* BEGIN Task input *
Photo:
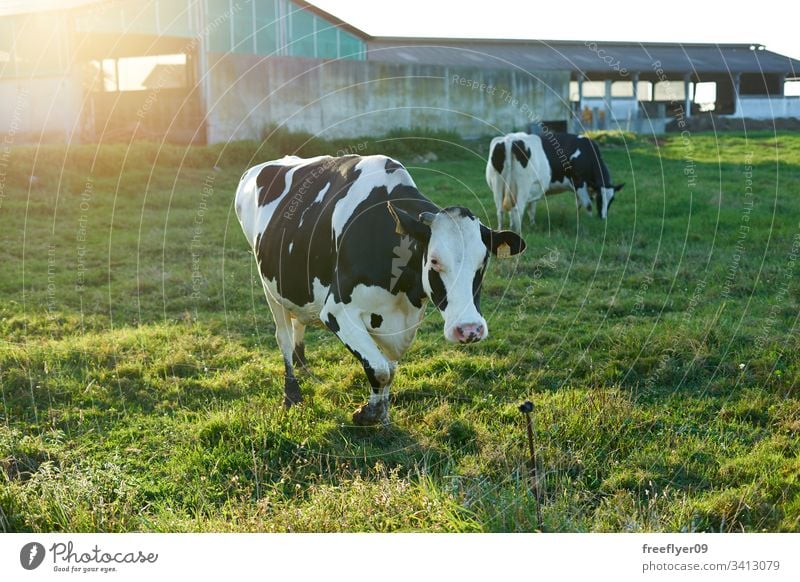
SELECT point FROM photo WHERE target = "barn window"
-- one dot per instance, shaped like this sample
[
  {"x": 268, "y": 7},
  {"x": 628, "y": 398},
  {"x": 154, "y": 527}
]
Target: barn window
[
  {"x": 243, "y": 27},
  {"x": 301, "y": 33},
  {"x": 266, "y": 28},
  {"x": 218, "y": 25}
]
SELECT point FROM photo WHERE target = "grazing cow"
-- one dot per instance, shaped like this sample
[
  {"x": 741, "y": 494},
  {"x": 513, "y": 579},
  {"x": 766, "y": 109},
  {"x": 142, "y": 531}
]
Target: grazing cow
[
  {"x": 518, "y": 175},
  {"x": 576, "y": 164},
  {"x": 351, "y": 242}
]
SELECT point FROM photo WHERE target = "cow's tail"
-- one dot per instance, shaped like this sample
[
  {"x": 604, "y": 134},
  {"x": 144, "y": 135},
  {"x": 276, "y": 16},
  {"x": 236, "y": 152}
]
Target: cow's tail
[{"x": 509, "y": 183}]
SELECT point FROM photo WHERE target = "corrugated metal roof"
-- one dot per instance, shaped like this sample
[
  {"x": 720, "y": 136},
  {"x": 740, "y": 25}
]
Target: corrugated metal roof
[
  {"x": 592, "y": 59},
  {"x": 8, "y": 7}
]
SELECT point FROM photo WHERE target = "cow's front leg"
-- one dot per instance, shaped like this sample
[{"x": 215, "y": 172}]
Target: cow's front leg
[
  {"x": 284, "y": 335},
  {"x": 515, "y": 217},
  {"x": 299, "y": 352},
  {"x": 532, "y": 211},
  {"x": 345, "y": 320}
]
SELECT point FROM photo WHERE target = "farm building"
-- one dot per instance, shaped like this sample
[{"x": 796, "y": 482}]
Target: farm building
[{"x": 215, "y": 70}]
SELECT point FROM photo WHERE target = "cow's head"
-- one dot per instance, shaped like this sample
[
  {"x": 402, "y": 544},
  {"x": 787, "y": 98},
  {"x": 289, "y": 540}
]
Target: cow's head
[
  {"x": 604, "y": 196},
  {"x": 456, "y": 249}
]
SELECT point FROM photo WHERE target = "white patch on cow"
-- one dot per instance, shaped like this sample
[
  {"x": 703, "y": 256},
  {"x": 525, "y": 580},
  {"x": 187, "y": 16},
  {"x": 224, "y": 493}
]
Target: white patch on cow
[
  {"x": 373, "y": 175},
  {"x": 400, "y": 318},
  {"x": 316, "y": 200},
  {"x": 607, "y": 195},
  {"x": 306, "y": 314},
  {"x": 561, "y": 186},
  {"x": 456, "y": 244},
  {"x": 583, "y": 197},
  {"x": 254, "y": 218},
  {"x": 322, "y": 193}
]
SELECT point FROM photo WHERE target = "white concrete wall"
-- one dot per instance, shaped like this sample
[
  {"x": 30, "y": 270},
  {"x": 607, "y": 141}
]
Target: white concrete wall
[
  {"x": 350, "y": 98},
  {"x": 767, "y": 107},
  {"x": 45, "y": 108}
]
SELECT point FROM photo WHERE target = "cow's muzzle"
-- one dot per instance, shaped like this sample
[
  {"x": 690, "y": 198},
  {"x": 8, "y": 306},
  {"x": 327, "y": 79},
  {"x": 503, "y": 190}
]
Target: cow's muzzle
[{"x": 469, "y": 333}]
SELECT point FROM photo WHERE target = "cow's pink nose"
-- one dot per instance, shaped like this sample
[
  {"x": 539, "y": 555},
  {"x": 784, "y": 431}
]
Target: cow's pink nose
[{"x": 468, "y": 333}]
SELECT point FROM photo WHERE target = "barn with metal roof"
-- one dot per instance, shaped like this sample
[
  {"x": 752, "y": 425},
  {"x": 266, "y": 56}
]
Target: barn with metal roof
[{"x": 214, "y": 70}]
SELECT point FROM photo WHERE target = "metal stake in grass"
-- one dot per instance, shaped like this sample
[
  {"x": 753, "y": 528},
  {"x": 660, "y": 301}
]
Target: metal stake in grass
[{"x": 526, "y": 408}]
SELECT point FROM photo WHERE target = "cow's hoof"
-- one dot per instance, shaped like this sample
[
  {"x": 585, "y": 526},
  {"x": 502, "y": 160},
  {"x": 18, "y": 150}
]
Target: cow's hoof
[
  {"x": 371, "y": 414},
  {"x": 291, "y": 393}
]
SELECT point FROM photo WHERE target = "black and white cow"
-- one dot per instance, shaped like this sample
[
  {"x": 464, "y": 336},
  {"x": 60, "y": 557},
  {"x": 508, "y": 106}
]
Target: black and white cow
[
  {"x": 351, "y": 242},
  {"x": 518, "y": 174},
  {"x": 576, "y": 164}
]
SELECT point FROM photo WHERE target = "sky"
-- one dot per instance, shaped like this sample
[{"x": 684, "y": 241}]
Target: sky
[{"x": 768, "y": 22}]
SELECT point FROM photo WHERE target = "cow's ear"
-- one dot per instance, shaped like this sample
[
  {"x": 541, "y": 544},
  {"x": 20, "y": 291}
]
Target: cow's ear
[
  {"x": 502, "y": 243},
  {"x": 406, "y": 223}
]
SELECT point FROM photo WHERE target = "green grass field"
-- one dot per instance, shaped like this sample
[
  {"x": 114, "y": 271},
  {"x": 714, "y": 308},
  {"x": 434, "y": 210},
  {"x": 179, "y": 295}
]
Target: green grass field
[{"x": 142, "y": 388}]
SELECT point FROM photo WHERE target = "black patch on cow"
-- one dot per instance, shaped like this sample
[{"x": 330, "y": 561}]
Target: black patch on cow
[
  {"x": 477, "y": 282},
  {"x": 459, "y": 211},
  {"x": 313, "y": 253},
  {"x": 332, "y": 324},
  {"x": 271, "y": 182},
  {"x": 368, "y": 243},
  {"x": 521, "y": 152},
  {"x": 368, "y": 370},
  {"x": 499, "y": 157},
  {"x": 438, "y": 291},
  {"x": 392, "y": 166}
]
* END Task input *
● Exercise:
How many lines in the entries above contain the string "hoof"? Reply with the number alone.

● Task solution:
2